## PAGE EXTRACT
- - - - - - -

Two-tier architecture benefits

Microsoft Sentinel data lake implements a sophisticated two-tier architecture optimized for both cost and performance:
| Feature | Analytics tier | Data lake tier |
|---|---|---|
| Key characteristics | High-performance querying and indexing (hot/interactive retention) | Cost-effective long-term retention (cold storage) |
| Best use cases | Real-time analytics rules, alerting, hunting, workbooks, all Sentinel SIEM features | Compliance and regulatory logging, historical trend analysis and forensics, low-touch data not needed for real-time alerts |
| Query price included | Yes – queries included in ingestion cost | No – queries charged separately at $0.005/GB scanned |
| Query performance | Optimized – sub-second response for recent data | Slower – optimized for large-scale scans, good for auditing |
| Query capabilities | Full KQL in Defender and Azure portals via APIs | Full KQL on single table with lookup enrichment, scheduled KQL/Spark jobs, Jupyter notebooks |
| Real-time analytics features | Yes – all detection rules, alerts, workbooks, hunting queries | No – limitations on analytics rules, hunting queries, parsers, watchlists, workbooks, playbooks |
| Search jobs | Supported | Supported |
| Summary rules | Supported | Supported – Full KQL on single table, extendable with analytics table lookups |
| Restore capability | Supported | Not supported |
| Data export | Supported | Not supported |
| Retention period | 90 days (Sentinel) / 30 days (Defender XDR), extendable to 2 years with prorated monthly charge | Same as analytics by default, extendable to 12 years |
Critical Note: Data processing charge ($0.10/GB) applies ONLY to data ingested directly to data lake tier only. Data mirrored from analytics tier incurs NO processing charge.
Key advantages over Azure Data Explorer (ADX)
While Azure Data Explorer remains a powerful platform, it demands significant administrative investment. Organizations using ADX must manually create and maintain table structures, custom functions, monitoring systems, and data mappings. The Sentinel data lake eliminates this operational burden by having Microsoft handle the underlying infrastructure management.
Impact on Auxiliary logging
When organizations enable the Sentinel data lake, auxiliary log tables automatically disappear from both Defender Advanced Hunting and the Microsoft Sentinel portal interface. However, this data isn’t lost—it’s seamlessly migrated to the data lake environment where analysts can access it through KQL queries or Jupyter notebooks. This transition represents an automatic upgrade from auxiliary table storage to a more scalable data lake architecture.

- - - - - - -

## EXTRACTED RECORDS
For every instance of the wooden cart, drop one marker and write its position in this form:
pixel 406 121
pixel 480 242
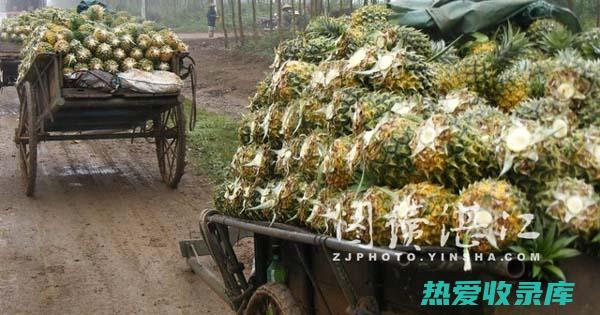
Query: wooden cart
pixel 9 63
pixel 50 111
pixel 319 281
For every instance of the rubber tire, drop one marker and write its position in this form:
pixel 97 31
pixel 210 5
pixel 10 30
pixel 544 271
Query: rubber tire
pixel 179 166
pixel 279 294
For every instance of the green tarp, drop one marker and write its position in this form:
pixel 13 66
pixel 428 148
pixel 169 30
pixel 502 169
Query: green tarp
pixel 451 18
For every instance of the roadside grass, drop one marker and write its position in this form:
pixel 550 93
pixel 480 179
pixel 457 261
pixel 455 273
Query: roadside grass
pixel 212 144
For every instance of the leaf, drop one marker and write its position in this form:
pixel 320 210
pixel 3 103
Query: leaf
pixel 565 253
pixel 555 271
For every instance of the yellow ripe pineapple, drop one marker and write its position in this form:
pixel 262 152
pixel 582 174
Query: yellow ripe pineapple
pixel 488 215
pixel 424 212
pixel 291 78
pixel 429 147
pixel 584 152
pixel 364 215
pixel 338 163
pixel 458 101
pixel 387 153
pixel 574 204
pixel 313 149
pixel 252 162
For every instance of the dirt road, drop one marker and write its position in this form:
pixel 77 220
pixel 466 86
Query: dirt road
pixel 101 235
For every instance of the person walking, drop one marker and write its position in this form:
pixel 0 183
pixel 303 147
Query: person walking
pixel 211 17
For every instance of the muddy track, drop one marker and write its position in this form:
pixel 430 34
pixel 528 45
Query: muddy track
pixel 100 237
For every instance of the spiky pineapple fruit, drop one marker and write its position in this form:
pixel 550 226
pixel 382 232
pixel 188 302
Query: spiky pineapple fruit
pixel 429 146
pixel 252 162
pixel 370 15
pixel 95 12
pixel 288 157
pixel 528 154
pixel 401 71
pixel 553 114
pixel 573 203
pixel 584 148
pixel 341 109
pixel 422 213
pixel 458 101
pixel 588 43
pixel 386 151
pixel 289 81
pixel 488 215
pixel 313 149
pixel 339 163
pixel 363 215
pixel 374 105
pixel 479 72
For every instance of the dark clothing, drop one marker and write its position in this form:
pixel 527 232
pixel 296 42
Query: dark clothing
pixel 211 16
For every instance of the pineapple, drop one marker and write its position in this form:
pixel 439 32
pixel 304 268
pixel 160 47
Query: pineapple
pixel 424 212
pixel 588 43
pixel 458 101
pixel 95 12
pixel 370 15
pixel 479 72
pixel 96 64
pixel 553 114
pixel 312 150
pixel 252 162
pixel 429 151
pixel 341 109
pixel 111 66
pixel 128 64
pixel 136 54
pixel 488 215
pixel 104 52
pixel 290 79
pixel 584 154
pixel 374 105
pixel 339 164
pixel 401 71
pixel 146 65
pixel 387 153
pixel 574 204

- - - - - - -

## SET TASK 1
Answer these questions from the passage on the Sentinel data lake:
(a) What price per gigabyte scanned is charged for queries on the data lake tier?
(b) To how many years can retention on the data lake tier be extended?
(c) From which two places do auxiliary log tables disappear once the Sentinel data lake is enabled?
## SET TASK 2
Put the lines of the records into a JSON list of strings, one string per line with blank lines omitted, starting with the line that contains "For every instance of the roadside" and going on through the line that contains "pixel 101 235".

## CORRECT ANSWER 1
(a) $0.005/GB scanned.
(b) 12 years.
(c) Defender Advanced Hunting and the Microsoft Sentinel portal interface.

## CORRECT ANSWER 2
[
  "For every instance of the roadside grass, drop one marker and write its position in this form:",
  "pixel 550 93",
  "pixel 480 179",
  "pixel 457 261",
  "pixel 455 273",
  "Query: roadside grass",
  "pixel 212 144",
  "For every instance of the leaf, drop one marker and write its position in this form:",
  "pixel 320 210",
  "pixel 3 103",
  "Query: leaf",
  "pixel 565 253",
  "pixel 555 271",
  "For every instance of the yellow ripe pineapple, drop one marker and write its position in this form:",
  "pixel 262 152",
  "pixel 582 174",
  "Query: yellow ripe pineapple",
  "pixel 488 215",
  "pixel 424 212",
  "pixel 291 78",
  "pixel 429 147",
  "pixel 584 152",
  "pixel 364 215",
  "pixel 338 163",
  "pixel 458 101",
  "pixel 387 153",
  "pixel 574 204",
  "pixel 313 149",
  "pixel 252 162",
  "For every instance of the dirt road, drop one marker and write its position in this form:",
  "pixel 77 220",
  "pixel 466 86",
  "Query: dirt road",
  "pixel 101 235"
]